▶ Selected excerpt:
Re: [PATCH 2/2] pidfd: add pidfdfs

Linus Torvalds <torvalds@xxxxxxxxxxxxxxxxxxxx> · Sun, 18 Feb 2024 10:57:19 -0800

On Sun, 18 Feb 2024 at 10:08, Linus Torvalds
<torvalds@xxxxxxxxxxxxxxxxxxxx> wrote:
>
> The only ugliness I see is the one that comes from the original code -
> I'm not thrilled about the "return -EAGAIN" part, and I think that if
> we found a previously stashed entry after all, we should loop.
>
> But I think that whole horror comes from a fear of an endless loop
> when the dentry is marked dead, and another CPU still sees the old
> value (so you can't re-use it, and yet it's not NULL).

Actually, I think this is fairly easily fixable, but let's fix it
*after* you've done your cleanups.

The eventual fix is fairly simple: allow installing a new dentry not
just as a replacement for a previous NULL dentry, but also replacing a
previous dead dentry.

That requires just two simple changes:

 - the ->d_prune() callback should no longer just blindly set the
stashed value to NULL, it would do

        // Somebody could have re-used our stash as the dentry
        // died, so we only NULL it out of if matches our pruned one
        cmpxchg(&stashed, dentry, NULL);

 - when installing, instead of doing

        if (cmpxchg(&stashed, NULL, dentry) .. FAIL ..

▶ Data section:
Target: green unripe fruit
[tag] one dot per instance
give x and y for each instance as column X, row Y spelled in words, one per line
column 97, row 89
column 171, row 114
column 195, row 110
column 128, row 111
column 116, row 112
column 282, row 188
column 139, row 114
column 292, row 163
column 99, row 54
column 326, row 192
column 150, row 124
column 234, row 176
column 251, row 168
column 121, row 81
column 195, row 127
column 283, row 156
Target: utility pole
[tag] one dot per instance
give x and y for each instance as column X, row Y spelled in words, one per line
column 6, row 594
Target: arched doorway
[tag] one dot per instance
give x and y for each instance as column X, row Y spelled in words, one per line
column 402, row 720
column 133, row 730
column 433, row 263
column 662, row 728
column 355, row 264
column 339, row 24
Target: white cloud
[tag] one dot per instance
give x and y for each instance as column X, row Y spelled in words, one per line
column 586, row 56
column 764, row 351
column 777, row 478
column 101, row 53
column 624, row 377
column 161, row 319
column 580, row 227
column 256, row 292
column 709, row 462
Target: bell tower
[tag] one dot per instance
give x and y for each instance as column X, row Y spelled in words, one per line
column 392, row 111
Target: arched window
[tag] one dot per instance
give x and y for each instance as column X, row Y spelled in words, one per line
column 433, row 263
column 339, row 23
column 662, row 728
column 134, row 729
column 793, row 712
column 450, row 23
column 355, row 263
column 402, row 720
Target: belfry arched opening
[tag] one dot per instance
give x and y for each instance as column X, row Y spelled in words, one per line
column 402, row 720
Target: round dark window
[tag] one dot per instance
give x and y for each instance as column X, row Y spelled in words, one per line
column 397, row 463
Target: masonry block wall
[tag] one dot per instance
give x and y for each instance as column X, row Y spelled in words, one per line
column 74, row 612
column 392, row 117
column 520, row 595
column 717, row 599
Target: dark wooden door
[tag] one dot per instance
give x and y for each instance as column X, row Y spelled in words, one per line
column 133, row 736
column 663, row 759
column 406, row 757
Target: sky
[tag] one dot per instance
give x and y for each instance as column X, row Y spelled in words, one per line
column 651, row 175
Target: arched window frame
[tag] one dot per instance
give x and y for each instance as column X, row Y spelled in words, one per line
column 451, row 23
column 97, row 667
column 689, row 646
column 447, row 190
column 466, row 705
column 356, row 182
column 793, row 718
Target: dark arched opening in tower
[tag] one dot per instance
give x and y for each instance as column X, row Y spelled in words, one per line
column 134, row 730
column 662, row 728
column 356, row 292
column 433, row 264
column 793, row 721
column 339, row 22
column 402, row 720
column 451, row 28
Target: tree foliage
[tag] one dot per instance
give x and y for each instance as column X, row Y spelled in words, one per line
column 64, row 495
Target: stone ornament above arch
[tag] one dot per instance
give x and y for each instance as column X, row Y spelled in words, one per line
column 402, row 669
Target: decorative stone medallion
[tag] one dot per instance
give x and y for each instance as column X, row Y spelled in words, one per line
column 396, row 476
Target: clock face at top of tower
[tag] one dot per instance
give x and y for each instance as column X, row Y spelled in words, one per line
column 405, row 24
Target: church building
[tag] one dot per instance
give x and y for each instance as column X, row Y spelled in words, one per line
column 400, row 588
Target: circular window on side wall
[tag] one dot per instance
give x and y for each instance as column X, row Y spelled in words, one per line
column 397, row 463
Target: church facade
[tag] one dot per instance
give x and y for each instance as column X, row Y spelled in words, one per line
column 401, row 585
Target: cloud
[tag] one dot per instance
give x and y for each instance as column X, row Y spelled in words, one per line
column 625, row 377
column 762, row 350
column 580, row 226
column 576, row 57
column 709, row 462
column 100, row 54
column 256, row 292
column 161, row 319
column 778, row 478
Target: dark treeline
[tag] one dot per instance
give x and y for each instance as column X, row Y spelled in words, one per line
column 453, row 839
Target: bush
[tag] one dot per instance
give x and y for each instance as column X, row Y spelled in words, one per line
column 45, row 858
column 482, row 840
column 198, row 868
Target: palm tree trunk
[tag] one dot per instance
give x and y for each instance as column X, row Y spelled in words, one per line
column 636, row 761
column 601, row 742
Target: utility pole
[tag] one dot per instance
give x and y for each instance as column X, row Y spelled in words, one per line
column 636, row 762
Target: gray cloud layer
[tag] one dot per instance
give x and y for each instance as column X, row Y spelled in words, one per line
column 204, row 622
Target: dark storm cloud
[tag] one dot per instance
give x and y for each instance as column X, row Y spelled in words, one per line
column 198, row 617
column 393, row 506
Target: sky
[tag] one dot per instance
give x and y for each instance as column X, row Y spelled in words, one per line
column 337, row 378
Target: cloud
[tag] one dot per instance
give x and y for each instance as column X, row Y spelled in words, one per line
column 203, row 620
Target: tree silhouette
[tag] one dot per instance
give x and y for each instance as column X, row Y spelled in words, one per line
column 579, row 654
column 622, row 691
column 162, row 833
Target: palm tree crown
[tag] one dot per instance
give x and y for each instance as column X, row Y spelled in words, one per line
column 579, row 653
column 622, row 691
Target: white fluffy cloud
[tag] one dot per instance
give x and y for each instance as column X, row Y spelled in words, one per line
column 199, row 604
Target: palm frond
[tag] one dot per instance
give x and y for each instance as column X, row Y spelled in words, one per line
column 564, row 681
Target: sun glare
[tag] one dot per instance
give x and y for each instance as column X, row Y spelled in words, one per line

▶ Written exercise 1: In the pidfdfs mailing-list reply, what should the ->d_prune() callback stop doing?
▶ Written exercise 2: Extend the pidfdfs mailing-list reply, starting right after its last line.
The records above are separate material from the pidfdfs mailing-list reply.

▶ Exercise answer 1: It should stop blindly setting the stashed value to NULL.

▶ Exercise answer 2:
   we'd loop with something like this:

        guard(rcu)();
        for (;;) {
                struct dentry *old;

                // Assume any old dentry was cleared out
                old = cmpxchg(&stashed, NULL, dentry);
                if (likely(!old))
                        break;

                // Maybe somebody else installed a good dentry
                // .. so release ours and use the new one
                if (lockref_get_not_dead(&old->d_lockref)) {
                        d_delete(dentry);
                        dput(dentry);
                        return old;
                }

                // There's an old dead dentry there, try to take it over
                if (likely(try_cmpxchg(&stashed, old, dentry)))
                        break;

                // Ooops, that failed, to back and try again
                cpu_relax();
        }

        // We successfully installed our dentry
        // as the new stashed one
        return dentry;

which really isn't doesn't look that complicated (note the RCU guard
as a way to make sure this all runs RCU-locked without needing to
worry about the unlock sequence).

Note: your initial optimistic "get_stashed_dentry()" stays exactly as
it is. The above loop is just for the "oh, we didn't trivially re-use
an old dentry, so now we need to allocate a new one and install it"
case.

Anyway, the above is written just in the MUA, there's no testing of
the above, and again - I think this should be done *after* you've done
the cleanups of the current code. But I think it would clarify the odd
race condition with an old dentry dying just as a new one is created,
and make sure there isn't some -EAGAIN case that people need to worry
about.

Because either we can re-use the old one, or there isn't an old one,
or we find a dead one that can't be reused but can just be replaced.

Fairly straightforward, no?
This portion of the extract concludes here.